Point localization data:
------------------------------

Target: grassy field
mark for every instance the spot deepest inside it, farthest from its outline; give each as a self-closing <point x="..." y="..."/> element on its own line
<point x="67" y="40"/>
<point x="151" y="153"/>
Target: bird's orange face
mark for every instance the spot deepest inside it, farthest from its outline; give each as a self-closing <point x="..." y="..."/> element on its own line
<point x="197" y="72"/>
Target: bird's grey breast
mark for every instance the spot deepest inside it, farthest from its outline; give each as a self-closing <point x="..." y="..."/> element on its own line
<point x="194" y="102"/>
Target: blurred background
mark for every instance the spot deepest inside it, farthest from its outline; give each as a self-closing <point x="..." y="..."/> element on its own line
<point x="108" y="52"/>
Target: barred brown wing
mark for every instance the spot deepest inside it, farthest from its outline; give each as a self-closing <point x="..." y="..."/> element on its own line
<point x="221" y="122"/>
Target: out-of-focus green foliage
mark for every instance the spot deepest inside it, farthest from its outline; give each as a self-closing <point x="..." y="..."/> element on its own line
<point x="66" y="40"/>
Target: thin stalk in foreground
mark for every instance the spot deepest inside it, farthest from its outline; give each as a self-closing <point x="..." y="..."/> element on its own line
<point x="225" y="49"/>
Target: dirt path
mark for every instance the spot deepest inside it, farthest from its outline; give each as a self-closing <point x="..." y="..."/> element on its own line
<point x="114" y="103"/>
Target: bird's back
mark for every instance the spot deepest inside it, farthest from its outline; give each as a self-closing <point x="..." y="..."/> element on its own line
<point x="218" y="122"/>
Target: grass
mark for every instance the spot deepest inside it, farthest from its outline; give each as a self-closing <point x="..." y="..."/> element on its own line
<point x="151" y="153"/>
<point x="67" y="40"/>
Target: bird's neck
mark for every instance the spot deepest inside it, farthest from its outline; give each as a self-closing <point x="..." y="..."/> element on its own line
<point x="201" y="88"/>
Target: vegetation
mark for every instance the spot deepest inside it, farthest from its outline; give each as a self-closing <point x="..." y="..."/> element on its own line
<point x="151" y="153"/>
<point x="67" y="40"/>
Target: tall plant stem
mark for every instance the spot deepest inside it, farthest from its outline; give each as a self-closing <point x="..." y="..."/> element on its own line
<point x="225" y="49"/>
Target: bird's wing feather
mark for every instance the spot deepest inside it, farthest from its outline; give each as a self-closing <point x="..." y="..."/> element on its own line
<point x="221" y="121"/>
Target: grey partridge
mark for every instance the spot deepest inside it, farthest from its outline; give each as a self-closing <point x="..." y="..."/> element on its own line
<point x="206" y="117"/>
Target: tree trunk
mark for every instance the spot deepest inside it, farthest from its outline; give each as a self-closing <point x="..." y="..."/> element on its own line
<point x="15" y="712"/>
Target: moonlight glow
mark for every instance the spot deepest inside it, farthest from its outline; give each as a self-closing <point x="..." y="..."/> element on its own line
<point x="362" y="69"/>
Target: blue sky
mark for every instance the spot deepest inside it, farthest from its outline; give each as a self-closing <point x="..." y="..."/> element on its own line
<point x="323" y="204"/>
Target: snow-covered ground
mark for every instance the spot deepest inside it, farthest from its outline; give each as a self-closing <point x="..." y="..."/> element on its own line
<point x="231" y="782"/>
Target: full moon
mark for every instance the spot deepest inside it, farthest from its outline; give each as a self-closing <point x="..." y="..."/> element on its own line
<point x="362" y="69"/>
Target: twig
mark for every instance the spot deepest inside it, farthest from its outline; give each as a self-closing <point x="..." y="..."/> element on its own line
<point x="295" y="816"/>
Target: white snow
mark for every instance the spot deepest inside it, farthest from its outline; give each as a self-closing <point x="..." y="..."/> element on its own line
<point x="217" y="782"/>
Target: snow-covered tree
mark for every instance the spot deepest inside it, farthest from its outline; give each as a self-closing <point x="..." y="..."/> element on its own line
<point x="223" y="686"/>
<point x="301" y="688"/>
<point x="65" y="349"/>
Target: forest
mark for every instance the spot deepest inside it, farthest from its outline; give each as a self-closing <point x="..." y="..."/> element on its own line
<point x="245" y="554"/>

------------------------------

What the task asks: Set down all of the data above again, exactly.

Task answer:
Target: grassy field
mark for every instance the spot deepest inside it, farthest from its outline; give each as a self-closing <point x="..." y="..."/> element on its own line
<point x="67" y="40"/>
<point x="151" y="153"/>
Target: bird's orange face
mark for every instance the spot deepest inside it, farthest from its outline; give each as a self-closing <point x="..." y="..."/> element on its own line
<point x="197" y="72"/>
Target: bird's grey breast
mark for every instance the spot deepest inside it, farthest from its outline; give each as a self-closing <point x="..." y="..."/> element on its own line
<point x="194" y="102"/>
Target: blurred background
mark for every instance the spot deepest inside it, farthest from its outline; give each as a self-closing <point x="..." y="..."/> element on its own line
<point x="108" y="52"/>
Target: barred brown wing
mark for every instance the spot deepest inside it, farthest from its outline; give each as a self-closing <point x="..." y="..."/> element on its own line
<point x="221" y="122"/>
Target: out-of-focus green foliage
mark for every instance the spot deepest inside it, farthest from its outline; give each as a self-closing <point x="..." y="..."/> element on its own line
<point x="66" y="40"/>
Target: thin stalk in foreground
mark for every instance the spot deepest inside it, farthest from its outline; give each as a self-closing <point x="..." y="..."/> element on its own line
<point x="225" y="49"/>
Target: dirt path
mark for every instance the spot deepest inside it, farthest from its outline; give each as a self-closing <point x="..." y="..."/> element on its own line
<point x="114" y="103"/>
Target: bird's back
mark for every instance the spot deepest inside it, farthest from its outline; give each as a self-closing <point x="..." y="..."/> element on its own line
<point x="218" y="122"/>
Target: grass
mark for every instance the spot deepest inside it, farthest from its outline; give each as a self-closing <point x="..." y="..."/> element on its own line
<point x="151" y="153"/>
<point x="67" y="40"/>
Target: bird's neck
mark for every instance the spot deepest inside it, farthest from its outline; give each as a self-closing <point x="..." y="..."/> element on its own line
<point x="201" y="88"/>
Target: vegetation
mark for every instance the spot deepest inside it, farthest from its outline; give each as a self-closing <point x="..." y="..."/> element on its own line
<point x="151" y="153"/>
<point x="67" y="40"/>
Target: tall plant stem
mark for every instance the spot deepest inside it, farthest from its outline; give each as a self-closing <point x="..." y="..."/> element on its own line
<point x="225" y="49"/>
Target: bird's wing feather
mark for every instance the spot deepest inside it, farthest from its outline; give each as a self-closing <point x="..." y="..."/> element on its own line
<point x="221" y="121"/>
Target: grey partridge
mark for every instance the spot deepest inside it, farthest from its outline; give each as a self-closing <point x="..." y="..."/> element on its own line
<point x="206" y="117"/>
Target: tree trunk
mark for every instance the spot deepest inside it, farthest from its outline; give each as a self-closing <point x="..." y="..."/> element on its own line
<point x="15" y="712"/>
Target: moonlight glow
mark for every instance the spot deepest inside it, farthest from its outline; give each as a self-closing <point x="..." y="..."/> element on its own line
<point x="362" y="69"/>
Target: blue sky
mark for every instance the spot deepest inside it, farthest from its outline; give each as a self-closing <point x="..." y="..."/> element on its own line
<point x="323" y="204"/>
Target: snow-covered ground
mark for every instance the spot deepest inside it, farthest from its outline; give each as a self-closing <point x="..." y="..."/> element on its own line
<point x="231" y="782"/>
Target: full moon
mark for every instance the spot deepest inside it, farthest from its outline; give each as a self-closing <point x="..." y="..."/> element on its own line
<point x="362" y="69"/>
Target: twig
mark for every instance the spot deepest inside it, farthest from its outline; give each as a self-closing <point x="..." y="..."/> element on its own line
<point x="295" y="816"/>
Target: white snow
mark for every instance the spot deepest inside it, farthest from its outline; give each as a self-closing <point x="..." y="..."/> element on its own line
<point x="217" y="782"/>
Target: snow-covered tree
mark for every instance the spot deepest inside it, farthest from its outline; give each as a self-closing <point x="..." y="..."/> element on its own line
<point x="223" y="686"/>
<point x="301" y="688"/>
<point x="65" y="349"/>
Target: forest
mark for every instance the spot deepest inside it, farthest from its outline; give each as a self-closing <point x="..." y="..."/> element on its own line
<point x="245" y="554"/>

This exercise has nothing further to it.